▶ [STUDY TEXT]
▽

---
name: tai-ch029-power-analysis-and-minimum-detectable-effect
description: 'Apply chapter 29 of Testing AI, Power Analysis and Minimum Detectable Effect, as a workflow for evaluating AI and non-deterministic systems. Use for test planning, eval design, quality review, release evidence, examples, or coaching related to power analysis and minimum detectable effect.'
---

# Power Analysis and Minimum Detectable Effect

Skill name: `tai-ch029-power-analysis-and-minimum-detectable-effect`

Based on **Testing AI: Engineering Confidence in AI Systems** by **Jason Arbon**.

## Purpose

Before asking whether a change won, testers should decide what size of win would actually
matter.

## Use This Workflow

- Identify the AI behavior or release decision being evaluated.
- Define realistic cases, slices, unacceptable outcomes, and evidence needed for confidence.
- Choose measurements that match the risk: rubric scores, samples, intervals, traces, human review, deterministic checks, or production monitors.
- Report uncertainty, severe failures, and decision impact instead of only a pass/fail result.

## Key Guidance

Power analysis asks whether your evaluation has enough data to detect the effect you care about.

△

▶ [DATA SHOWN]
▽

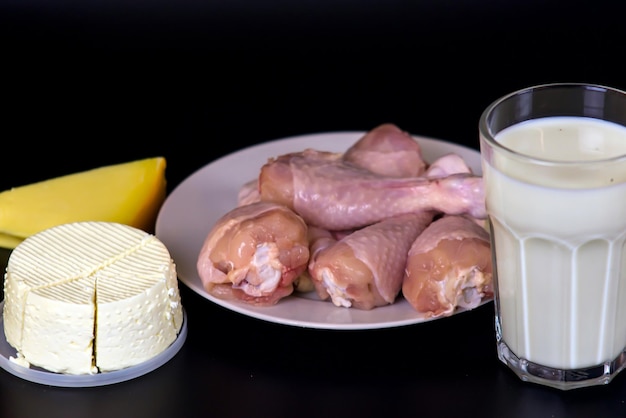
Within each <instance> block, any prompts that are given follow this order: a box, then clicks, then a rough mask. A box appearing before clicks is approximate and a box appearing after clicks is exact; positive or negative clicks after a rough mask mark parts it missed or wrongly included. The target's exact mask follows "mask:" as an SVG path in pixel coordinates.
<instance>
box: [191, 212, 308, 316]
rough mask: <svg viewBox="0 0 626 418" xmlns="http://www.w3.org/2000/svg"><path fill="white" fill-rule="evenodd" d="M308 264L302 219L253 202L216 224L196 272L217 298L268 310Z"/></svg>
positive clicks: (207, 239) (307, 252) (288, 293)
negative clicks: (267, 306) (271, 305)
mask: <svg viewBox="0 0 626 418" xmlns="http://www.w3.org/2000/svg"><path fill="white" fill-rule="evenodd" d="M308 260H309V247H308V239H307V225H306V224H305V222H304V221H303V220H302V218H301V217H300V216H298V215H297V214H296V213H294V212H293V211H292V210H291V209H289V208H287V207H285V206H282V205H280V204H277V203H272V202H255V203H251V204H248V205H242V206H238V207H236V208H234V209H233V210H231V211H230V212H228V213H226V214H225V215H224V216H222V217H221V218H220V219H219V220H218V221H217V223H216V224H215V225H214V227H213V228H212V230H211V231H210V232H209V234H208V235H207V237H206V239H205V241H204V243H203V246H202V248H201V250H200V253H199V255H198V261H197V270H198V274H199V276H200V279H201V280H202V283H203V286H204V288H205V289H206V290H207V292H209V293H210V294H212V295H214V296H216V297H219V298H222V299H239V300H243V301H245V302H248V303H252V304H256V305H273V304H275V303H277V302H278V301H279V300H280V299H282V298H284V297H286V296H288V295H290V294H291V293H292V292H293V289H294V286H293V282H294V280H295V279H296V278H297V277H298V276H299V275H300V274H301V273H302V272H303V271H304V270H305V269H306V267H307V263H308Z"/></svg>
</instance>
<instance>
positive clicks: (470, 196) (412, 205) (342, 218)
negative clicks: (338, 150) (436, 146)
mask: <svg viewBox="0 0 626 418" xmlns="http://www.w3.org/2000/svg"><path fill="white" fill-rule="evenodd" d="M259 192H260V198H261V200H264V201H274V202H278V203H281V204H283V205H285V206H287V207H290V208H292V209H293V210H294V211H295V212H296V213H298V214H299V215H300V216H302V217H303V218H304V220H305V222H307V224H310V225H315V226H318V227H321V228H325V229H329V230H349V229H356V228H360V227H363V226H366V225H370V224H373V223H376V222H379V221H382V220H383V219H385V218H389V217H392V216H396V215H400V214H405V213H412V212H422V211H430V210H433V211H438V212H442V213H446V214H469V215H471V216H473V217H476V218H481V219H482V218H485V217H486V212H485V199H484V190H483V182H482V178H481V177H480V176H475V175H473V174H453V175H450V176H447V177H445V178H434V179H427V178H424V177H402V178H392V177H387V176H382V175H380V174H375V173H372V172H370V171H368V170H365V169H363V168H360V167H357V166H354V165H352V164H348V163H346V162H345V161H343V160H342V158H341V156H340V155H338V154H336V153H331V152H324V151H316V150H312V149H307V150H304V151H302V152H295V153H289V154H284V155H281V156H279V157H277V158H274V159H271V160H270V161H268V162H267V163H266V164H265V165H264V166H263V167H262V168H261V173H260V175H259Z"/></svg>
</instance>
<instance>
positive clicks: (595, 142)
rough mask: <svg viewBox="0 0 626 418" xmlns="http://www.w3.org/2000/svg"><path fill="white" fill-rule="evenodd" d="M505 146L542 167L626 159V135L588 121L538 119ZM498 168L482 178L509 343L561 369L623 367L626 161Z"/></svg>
mask: <svg viewBox="0 0 626 418" xmlns="http://www.w3.org/2000/svg"><path fill="white" fill-rule="evenodd" d="M496 140H497V141H498V142H500V143H501V144H502V145H504V146H505V147H507V148H509V149H512V150H515V151H518V152H520V153H524V154H526V155H531V156H535V157H537V158H541V159H543V160H545V159H548V160H559V161H594V160H595V161H597V160H601V159H607V158H614V159H615V160H617V159H618V158H617V157H619V156H625V155H626V128H624V127H622V126H620V125H617V124H611V123H608V122H603V121H600V120H596V119H589V118H574V117H551V118H544V119H538V120H533V121H529V122H525V123H522V124H518V125H514V126H512V127H509V128H507V129H505V130H503V131H502V132H500V133H499V134H498V135H497V136H496ZM491 161H492V164H487V163H485V164H484V167H483V175H484V179H485V188H486V196H487V207H488V211H489V212H490V217H491V221H492V223H493V228H494V230H493V232H492V233H493V234H494V239H495V243H496V247H495V251H496V257H497V269H498V287H499V289H498V290H499V304H500V324H501V331H502V335H503V339H504V342H505V343H506V344H507V345H508V347H509V348H510V349H511V351H512V352H513V353H514V354H516V355H517V356H518V357H520V358H524V359H526V360H529V361H531V362H534V363H537V364H540V365H543V366H548V367H553V368H560V369H574V368H585V367H590V366H595V365H598V364H601V363H603V362H605V361H610V360H613V359H615V358H616V357H617V356H618V355H619V354H620V353H621V352H622V350H623V349H624V348H625V347H626V249H625V241H626V159H625V158H622V159H621V161H614V162H613V163H606V164H595V170H588V171H583V170H581V169H580V168H577V167H576V166H574V164H572V167H570V169H569V170H568V171H567V173H566V174H565V175H557V174H556V173H555V169H554V168H552V167H550V166H549V165H546V166H545V167H542V168H539V169H537V168H536V167H535V165H534V164H533V165H532V166H529V165H528V164H526V163H523V162H520V161H511V160H510V158H509V157H507V158H506V160H505V159H503V158H501V156H498V155H495V153H494V156H493V159H492V160H491ZM578 167H580V166H578Z"/></svg>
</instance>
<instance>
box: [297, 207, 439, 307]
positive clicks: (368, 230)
mask: <svg viewBox="0 0 626 418" xmlns="http://www.w3.org/2000/svg"><path fill="white" fill-rule="evenodd" d="M432 218H433V213H432V212H418V213H411V214H404V215H398V216H394V217H390V218H386V219H384V220H382V221H380V222H378V223H375V224H373V225H370V226H367V227H365V228H362V229H359V230H357V231H354V232H352V233H351V234H348V235H346V236H345V237H343V238H341V239H339V240H336V241H335V240H334V239H333V237H332V235H331V234H329V233H324V232H323V230H322V231H321V233H320V234H319V235H318V236H317V238H318V240H317V241H314V240H313V241H312V242H311V248H312V249H314V250H313V251H312V257H311V260H310V261H309V275H310V277H311V279H312V280H313V284H314V286H315V289H316V291H317V294H318V295H319V296H320V298H321V299H323V300H328V299H329V298H330V300H331V301H332V303H333V304H334V305H336V306H339V307H345V308H357V309H365V310H369V309H373V308H375V307H377V306H384V305H389V304H392V303H394V301H395V300H396V297H397V296H398V294H399V293H400V289H401V287H402V280H403V277H404V267H405V265H406V257H407V253H408V250H409V248H410V246H411V244H412V243H413V241H414V240H415V238H416V237H417V236H418V235H419V234H420V233H421V232H422V231H423V230H424V229H425V228H426V227H427V225H428V224H429V223H430V222H431V220H432Z"/></svg>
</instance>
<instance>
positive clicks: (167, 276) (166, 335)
mask: <svg viewBox="0 0 626 418" xmlns="http://www.w3.org/2000/svg"><path fill="white" fill-rule="evenodd" d="M4 294H5V298H4V311H3V315H4V330H5V336H6V339H7V341H8V342H9V344H11V345H12V346H13V347H14V348H15V349H16V350H17V351H18V357H19V362H20V363H24V362H27V363H30V364H32V365H35V366H39V367H42V368H44V369H46V370H50V371H53V372H58V373H66V374H93V373H97V372H106V371H113V370H119V369H123V368H126V367H130V366H133V365H137V364H139V363H142V362H144V361H146V360H148V359H150V358H152V357H154V356H156V355H157V354H159V353H161V352H162V351H164V350H165V349H166V348H167V347H169V345H170V344H171V343H172V342H173V341H174V340H175V339H176V338H177V335H178V332H179V331H180V329H181V326H182V321H183V311H182V305H181V300H180V293H179V289H178V281H177V276H176V266H175V264H174V262H173V261H172V259H171V256H170V254H169V251H168V250H167V248H166V247H165V245H164V244H163V243H162V242H161V241H159V240H158V239H157V238H156V237H155V236H154V235H151V234H148V233H147V232H144V231H142V230H140V229H137V228H134V227H130V226H128V225H123V224H118V223H111V222H76V223H68V224H64V225H60V226H56V227H53V228H50V229H46V230H44V231H42V232H40V233H38V234H35V235H32V236H31V237H29V238H27V239H26V240H24V241H23V242H22V243H21V244H20V245H18V246H17V247H16V248H15V249H14V250H13V252H12V253H11V255H10V257H9V261H8V263H7V269H6V273H5V280H4Z"/></svg>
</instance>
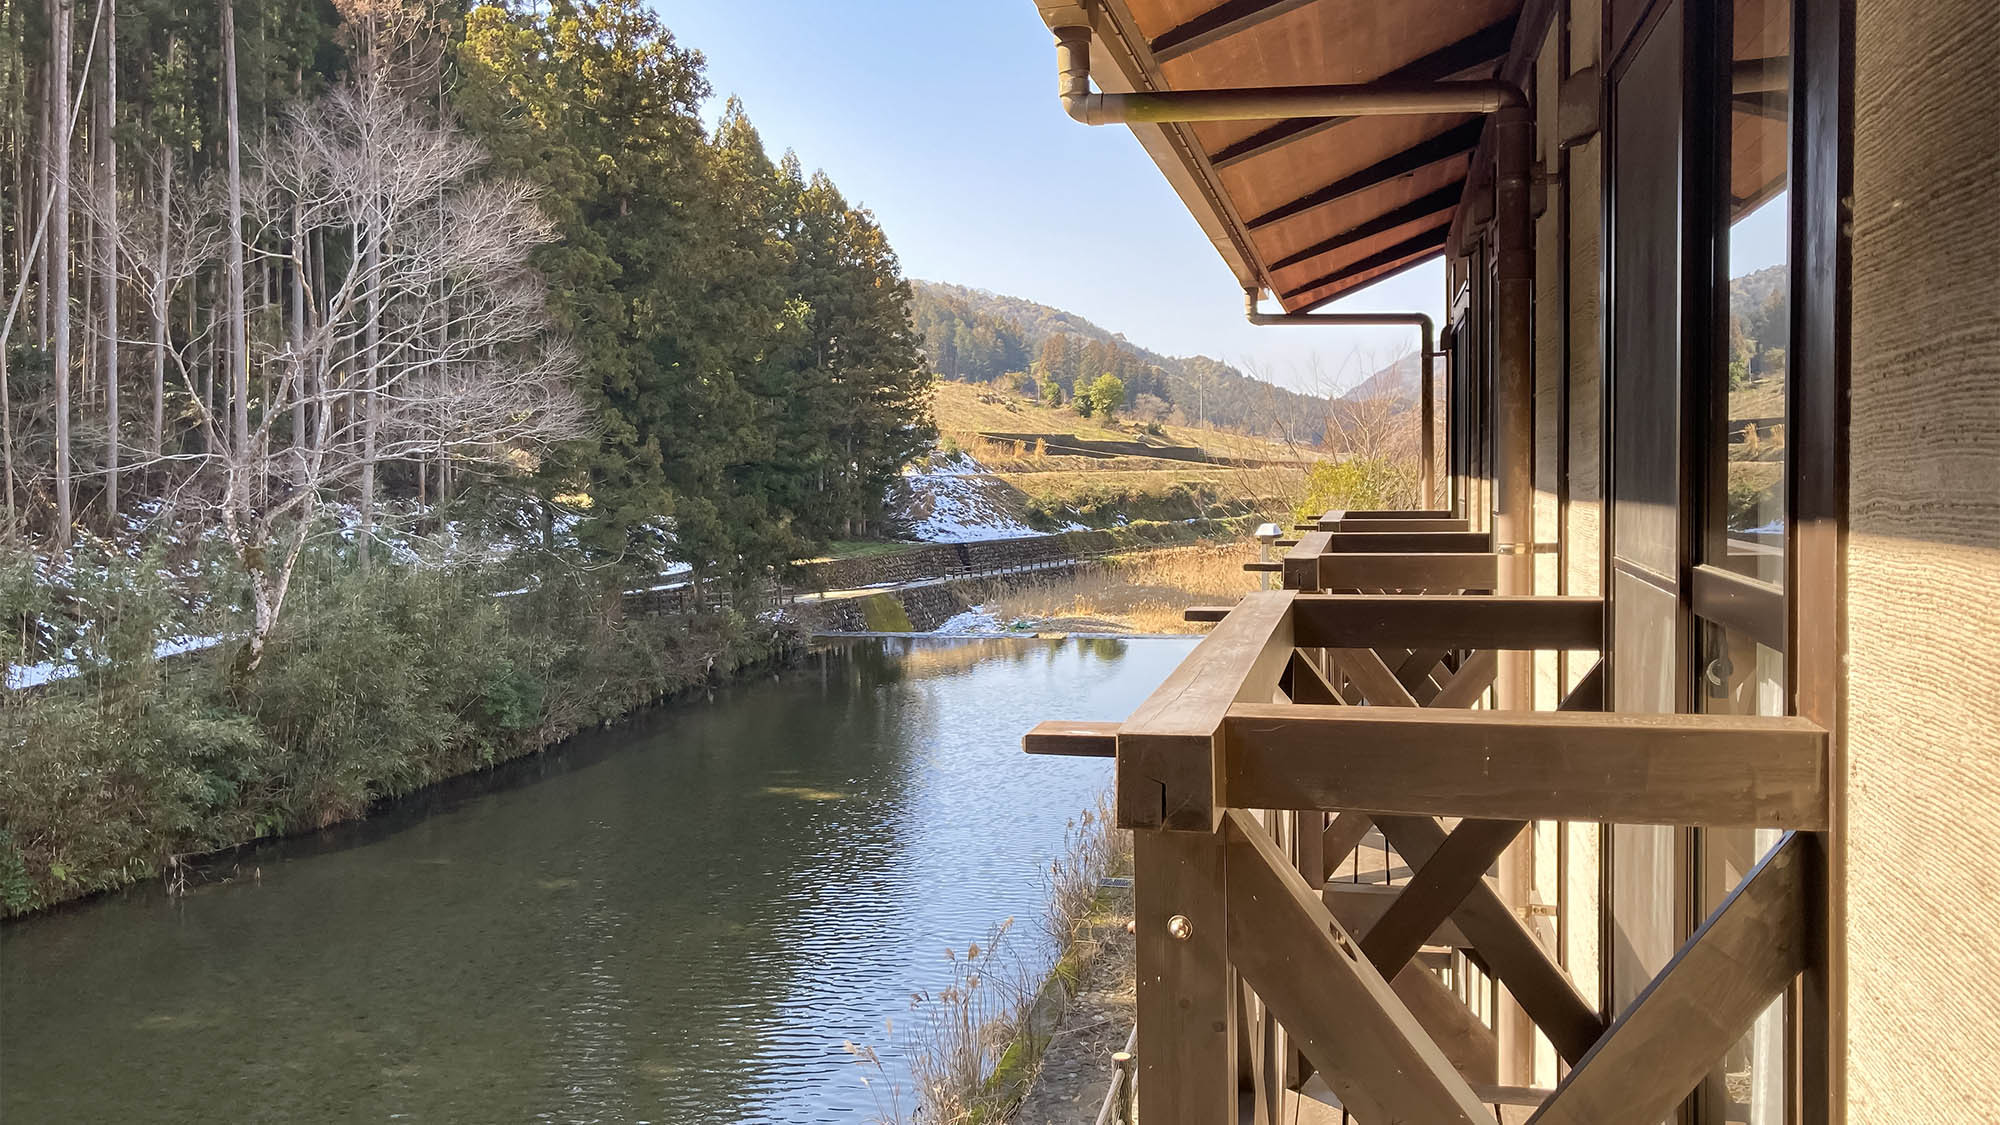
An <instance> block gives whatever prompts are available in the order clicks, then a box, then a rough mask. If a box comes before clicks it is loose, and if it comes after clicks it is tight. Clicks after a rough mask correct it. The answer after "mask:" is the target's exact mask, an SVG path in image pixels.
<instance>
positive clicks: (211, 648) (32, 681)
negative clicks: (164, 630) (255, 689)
mask: <svg viewBox="0 0 2000 1125" xmlns="http://www.w3.org/2000/svg"><path fill="white" fill-rule="evenodd" d="M222 641H226V637H176V639H172V641H160V643H158V645H154V647H152V657H154V659H156V661H160V659H166V657H178V655H182V653H200V651H202V649H214V647H216V645H222ZM76 675H78V669H76V661H42V663H40V665H20V667H16V669H6V691H20V689H24V687H42V685H48V683H56V681H66V679H72V677H76Z"/></svg>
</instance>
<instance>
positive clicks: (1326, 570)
mask: <svg viewBox="0 0 2000 1125" xmlns="http://www.w3.org/2000/svg"><path fill="white" fill-rule="evenodd" d="M1498 585H1500V556H1498V554H1492V552H1436V554H1382V552H1342V554H1320V560H1318V565H1316V569H1314V573H1312V577H1310V587H1306V585H1300V587H1296V589H1300V591H1308V589H1310V591H1438V593H1450V591H1494V589H1498Z"/></svg>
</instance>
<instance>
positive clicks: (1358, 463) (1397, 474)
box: [1292, 456, 1420, 520]
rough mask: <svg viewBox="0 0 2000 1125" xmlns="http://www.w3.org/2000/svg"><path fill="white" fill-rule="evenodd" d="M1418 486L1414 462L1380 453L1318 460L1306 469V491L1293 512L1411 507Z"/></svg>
mask: <svg viewBox="0 0 2000 1125" xmlns="http://www.w3.org/2000/svg"><path fill="white" fill-rule="evenodd" d="M1418 486H1420V476H1418V472H1416V466H1414V464H1404V462H1396V460H1388V458H1380V456H1376V458H1348V460H1320V462H1316V464H1314V466H1312V468H1310V470H1308V472H1306V494H1304V496H1302V498H1300V502H1298V506H1296V508H1292V516H1294V518H1300V520H1308V518H1316V516H1320V512H1328V510H1334V508H1358V510H1376V508H1384V510H1394V508H1414V506H1416V500H1418V496H1416V492H1418Z"/></svg>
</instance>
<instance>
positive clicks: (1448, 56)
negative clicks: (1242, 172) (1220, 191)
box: [1210, 20, 1514, 168]
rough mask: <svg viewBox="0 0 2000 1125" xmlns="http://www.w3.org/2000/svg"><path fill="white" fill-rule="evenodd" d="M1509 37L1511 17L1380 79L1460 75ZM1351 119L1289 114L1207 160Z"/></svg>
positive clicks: (1338, 125) (1500, 44) (1500, 49)
mask: <svg viewBox="0 0 2000 1125" xmlns="http://www.w3.org/2000/svg"><path fill="white" fill-rule="evenodd" d="M1512 38H1514V22H1512V20H1504V22H1500V24H1494V26H1490V28H1480V30H1476V32H1472V34H1470V36H1466V38H1462V40H1458V42H1454V44H1448V46H1442V48H1438V50H1434V52H1430V54H1426V56H1422V58H1416V60H1414V62H1408V64H1404V66H1398V68H1396V70H1390V72H1388V74H1382V78H1380V80H1384V82H1436V80H1444V78H1460V76H1464V74H1466V72H1472V70H1484V68H1488V66H1492V64H1494V62H1498V60H1500V58H1502V56H1504V54H1506V48H1508V42H1512ZM1350 120H1354V118H1290V120H1282V122H1278V124H1272V126H1266V128H1260V130H1258V132H1254V134H1250V136H1246V138H1242V140H1238V142H1234V144H1228V146H1224V148H1218V150H1216V152H1214V154H1212V156H1210V162H1212V164H1214V166H1216V168H1228V166H1230V164H1242V162H1244V160H1252V158H1256V156H1264V154H1266V152H1276V150H1280V148H1284V146H1286V144H1292V142H1296V140H1304V138H1308V136H1316V134H1320V132H1326V130H1328V128H1336V126H1340V124H1344V122H1350Z"/></svg>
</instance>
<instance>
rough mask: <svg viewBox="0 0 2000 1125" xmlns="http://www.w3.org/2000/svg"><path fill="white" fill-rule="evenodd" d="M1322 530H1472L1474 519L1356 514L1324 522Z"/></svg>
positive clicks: (1336, 531) (1364, 530) (1340, 532)
mask: <svg viewBox="0 0 2000 1125" xmlns="http://www.w3.org/2000/svg"><path fill="white" fill-rule="evenodd" d="M1320 530H1334V532H1340V534H1354V532H1364V534H1368V532H1384V530H1472V520H1468V518H1452V516H1438V518H1414V520H1386V518H1356V516H1346V518H1338V520H1326V522H1322V524H1320Z"/></svg>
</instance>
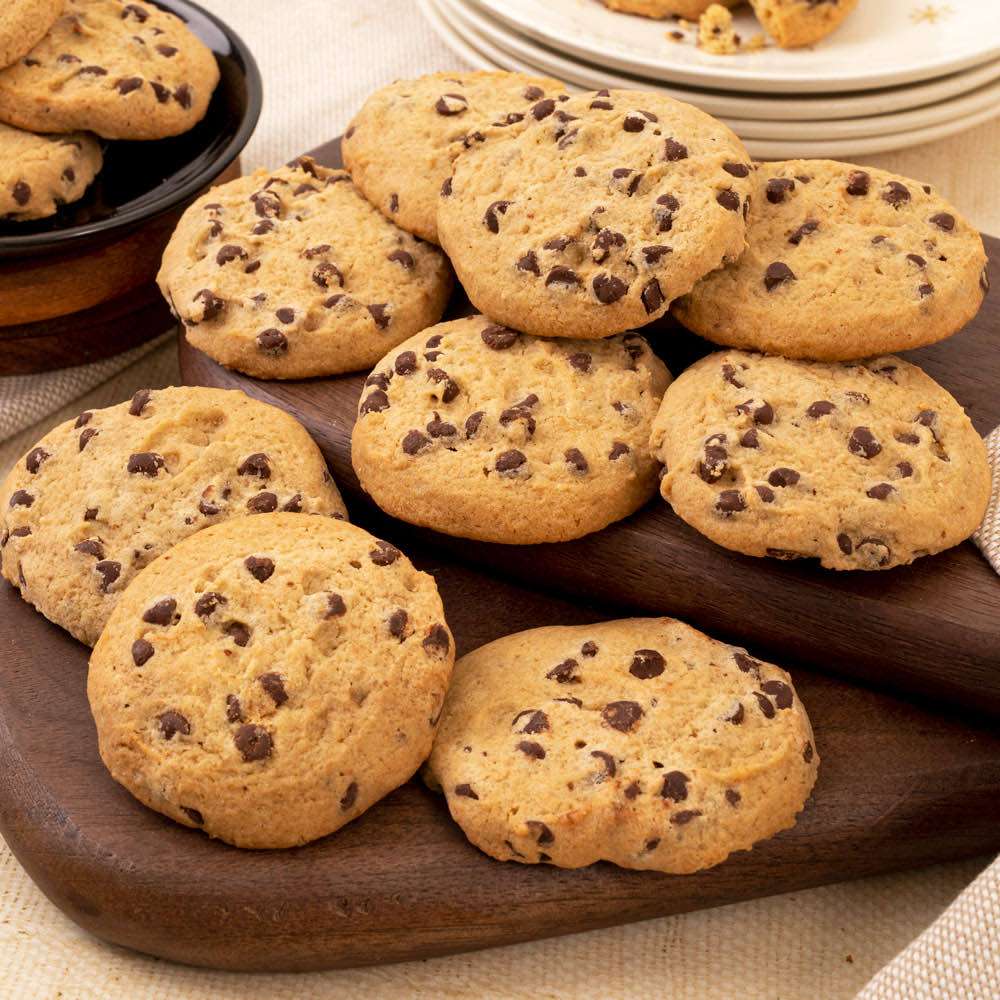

△

▶ [TO DO]
A – Repeat the power analysis text word for word, everything from "- Choose measurements" down to "you care about.".
B – Check each statement against the power analysis text and answer yes or no, quoting the words from the text that decide it: (i) the workflow says to report only a pass/fail result; (ii) power analysis asks whether an evaluation has enough data to detect the effect that matters; (iii) production monitors are among the measurements the workflow lists.
C – Pick up the power analysis text after its last sentence and carry it on.
The data above comes from a separate source.

▶ [TASK ANSWERS]
A –
- Choose measurements that match the risk: rubric scores, samples, intervals, traces, human review, deterministic checks, or production monitors.
- Report uncertainty, severe failures, and decision impact instead of only a pass/fail result.

## Key Guidance

Power analysis asks whether your evaluation has enough data to detect the effect you care about.

B –
(i) No: "Report uncertainty, severe failures, and decision impact instead of only a pass/fail result."
(ii) Yes: "Power analysis asks whether your evaluation has enough data to detect the effect you care about."
(iii) Yes: "rubric scores, samples, intervals, traces, human review, deterministic checks, or production monitors"

C –
Minimum detectable effect asks how large a change must be before the test is likely to notice
it. For example, 30 samples might detect a huge quality drop, but it probably will not reliably
detect a tiny 0.1-point improvement. That is not a failure of math. It is a mismatch between
sample size and decision.

## Apply The Approach

Create representative cases, score them with explicit criteria, review severe failures separately, report uncertainty, and connect the evidence to a concrete decision.

## Expert Notes

Expert teams distinguish statistical power from business value. High power helps detect a chosen
effect, but the minimum meaningful effect should come from product risk, user impact, cost, and
operational tradeoffs.